## Saved entries:
□ □ □ □ □ □ □
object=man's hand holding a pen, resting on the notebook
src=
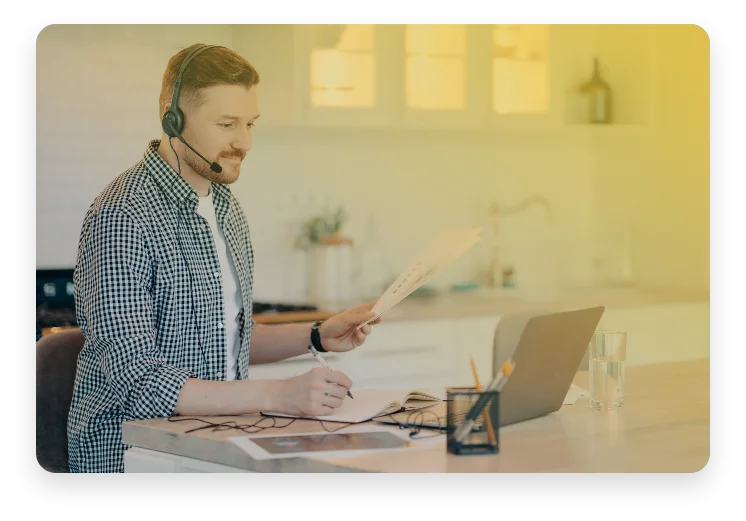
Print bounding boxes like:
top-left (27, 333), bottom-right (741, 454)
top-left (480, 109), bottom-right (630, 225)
top-left (278, 367), bottom-right (352, 416)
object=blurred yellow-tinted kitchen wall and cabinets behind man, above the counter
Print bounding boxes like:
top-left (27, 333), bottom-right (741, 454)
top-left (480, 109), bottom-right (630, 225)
top-left (36, 24), bottom-right (710, 303)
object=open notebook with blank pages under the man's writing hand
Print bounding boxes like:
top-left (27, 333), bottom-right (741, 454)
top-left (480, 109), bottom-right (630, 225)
top-left (262, 389), bottom-right (441, 423)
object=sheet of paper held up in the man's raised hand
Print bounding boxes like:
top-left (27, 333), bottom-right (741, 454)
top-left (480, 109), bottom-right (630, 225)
top-left (358, 228), bottom-right (482, 329)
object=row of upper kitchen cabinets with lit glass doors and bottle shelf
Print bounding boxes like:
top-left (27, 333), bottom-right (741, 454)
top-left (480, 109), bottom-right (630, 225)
top-left (233, 24), bottom-right (655, 135)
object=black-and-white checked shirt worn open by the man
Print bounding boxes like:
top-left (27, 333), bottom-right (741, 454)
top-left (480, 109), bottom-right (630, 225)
top-left (67, 140), bottom-right (254, 472)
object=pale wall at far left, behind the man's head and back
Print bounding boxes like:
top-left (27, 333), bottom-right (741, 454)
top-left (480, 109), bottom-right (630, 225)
top-left (36, 24), bottom-right (232, 268)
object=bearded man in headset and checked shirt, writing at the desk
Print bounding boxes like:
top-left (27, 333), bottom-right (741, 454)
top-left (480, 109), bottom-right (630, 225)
top-left (68, 44), bottom-right (380, 472)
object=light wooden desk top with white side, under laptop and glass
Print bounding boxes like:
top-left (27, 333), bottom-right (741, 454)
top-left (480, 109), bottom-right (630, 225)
top-left (123, 358), bottom-right (710, 472)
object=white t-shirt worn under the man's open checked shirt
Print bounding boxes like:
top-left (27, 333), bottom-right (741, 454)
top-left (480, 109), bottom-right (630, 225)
top-left (197, 188), bottom-right (243, 380)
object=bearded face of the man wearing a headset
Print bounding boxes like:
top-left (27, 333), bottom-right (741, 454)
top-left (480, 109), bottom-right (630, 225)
top-left (179, 85), bottom-right (259, 185)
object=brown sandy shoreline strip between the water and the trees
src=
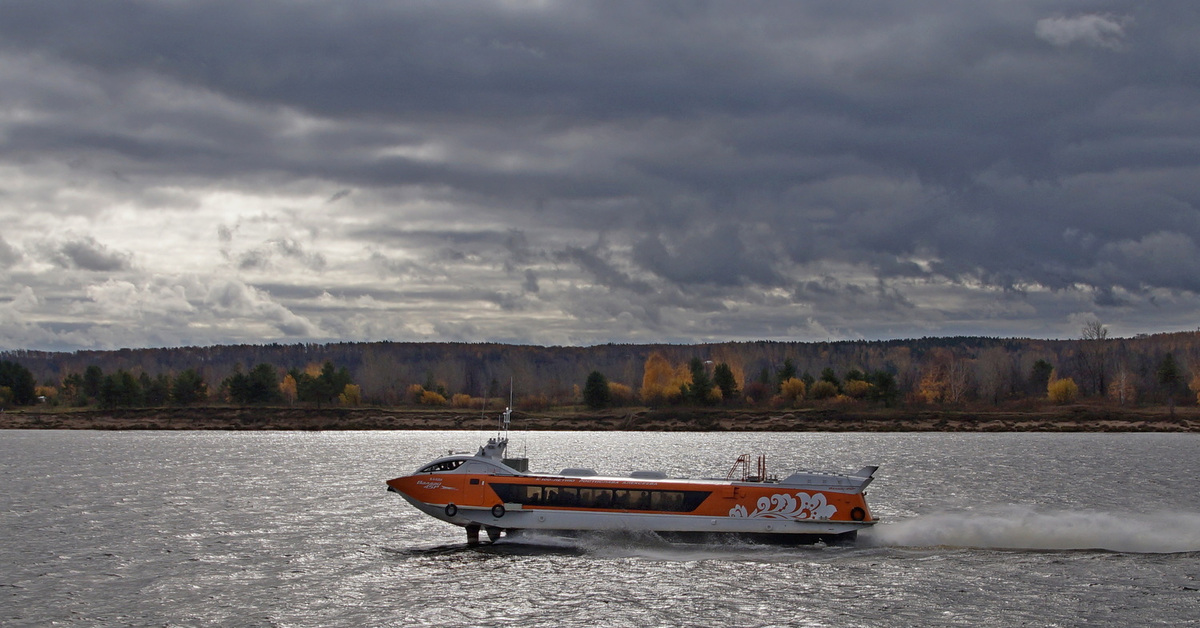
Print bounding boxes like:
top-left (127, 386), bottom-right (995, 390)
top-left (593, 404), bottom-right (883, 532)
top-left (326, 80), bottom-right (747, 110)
top-left (0, 406), bottom-right (1200, 433)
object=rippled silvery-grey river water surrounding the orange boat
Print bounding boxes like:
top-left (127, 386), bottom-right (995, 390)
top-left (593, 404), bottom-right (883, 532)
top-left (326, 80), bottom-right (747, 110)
top-left (0, 431), bottom-right (1200, 627)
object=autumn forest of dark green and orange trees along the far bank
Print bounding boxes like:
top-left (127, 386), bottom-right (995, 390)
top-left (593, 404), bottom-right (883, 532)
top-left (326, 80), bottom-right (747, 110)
top-left (0, 323), bottom-right (1200, 409)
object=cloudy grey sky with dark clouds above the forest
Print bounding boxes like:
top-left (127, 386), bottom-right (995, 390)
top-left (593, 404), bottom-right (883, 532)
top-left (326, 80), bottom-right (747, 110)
top-left (0, 0), bottom-right (1200, 351)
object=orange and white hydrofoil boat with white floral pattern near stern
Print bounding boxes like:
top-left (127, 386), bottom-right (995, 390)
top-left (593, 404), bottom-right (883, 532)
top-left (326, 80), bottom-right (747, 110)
top-left (388, 409), bottom-right (877, 544)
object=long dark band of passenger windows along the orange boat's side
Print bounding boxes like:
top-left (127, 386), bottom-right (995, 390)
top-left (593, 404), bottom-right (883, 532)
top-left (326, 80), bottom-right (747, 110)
top-left (491, 483), bottom-right (712, 513)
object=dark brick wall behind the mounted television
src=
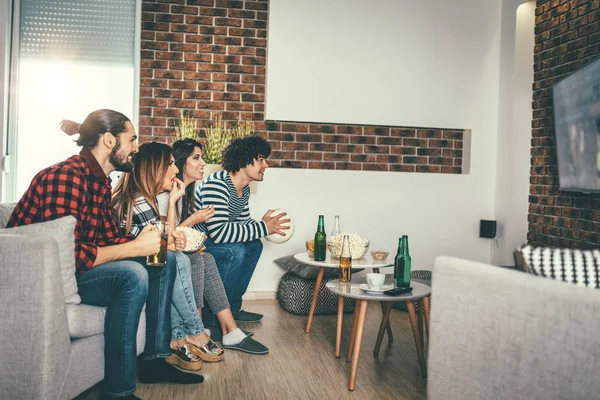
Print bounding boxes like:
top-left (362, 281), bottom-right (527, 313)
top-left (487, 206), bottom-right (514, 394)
top-left (527, 0), bottom-right (600, 248)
□ □ □ □ □ □ □
## What you are asked to do:
Once you have identified the lines above that contain "wall", copy each of them.

## Response to the exercise:
object=blurred yellow-tinted kitchen wall and cabinets behind man, above the counter
object=pale wall at far left, behind the man's head and back
object=dark brick wall behind the mounted television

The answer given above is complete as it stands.